(Referring expression data)
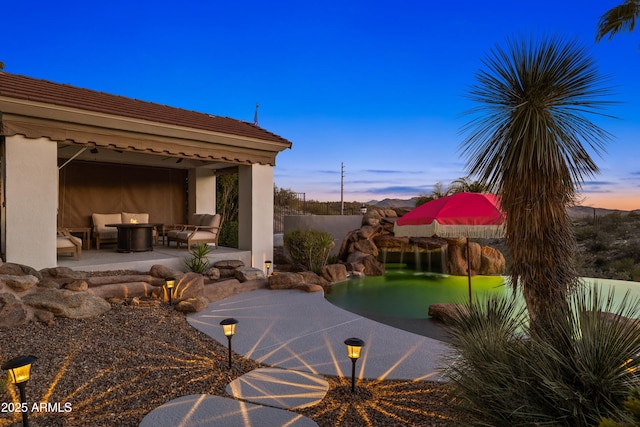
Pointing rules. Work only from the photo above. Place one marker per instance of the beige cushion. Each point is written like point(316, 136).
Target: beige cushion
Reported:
point(210, 220)
point(140, 218)
point(100, 221)
point(66, 242)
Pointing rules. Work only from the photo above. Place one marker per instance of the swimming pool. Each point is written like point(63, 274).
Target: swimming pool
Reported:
point(407, 294)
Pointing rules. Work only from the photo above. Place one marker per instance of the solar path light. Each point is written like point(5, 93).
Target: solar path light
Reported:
point(170, 282)
point(229, 328)
point(354, 346)
point(18, 372)
point(267, 265)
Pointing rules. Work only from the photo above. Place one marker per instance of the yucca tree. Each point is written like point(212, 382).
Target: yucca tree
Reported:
point(618, 19)
point(526, 139)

# Work to be completed
Print exactly, and only, the lines from the line containing "like point(212, 382)." through the final line of the records, both included.

# Task result
Pointing rules. Work only from the photo above. Place one marker per instance of the yucca tree. Each point is written like point(212, 382).
Target: yucca tree
Reported:
point(618, 19)
point(526, 139)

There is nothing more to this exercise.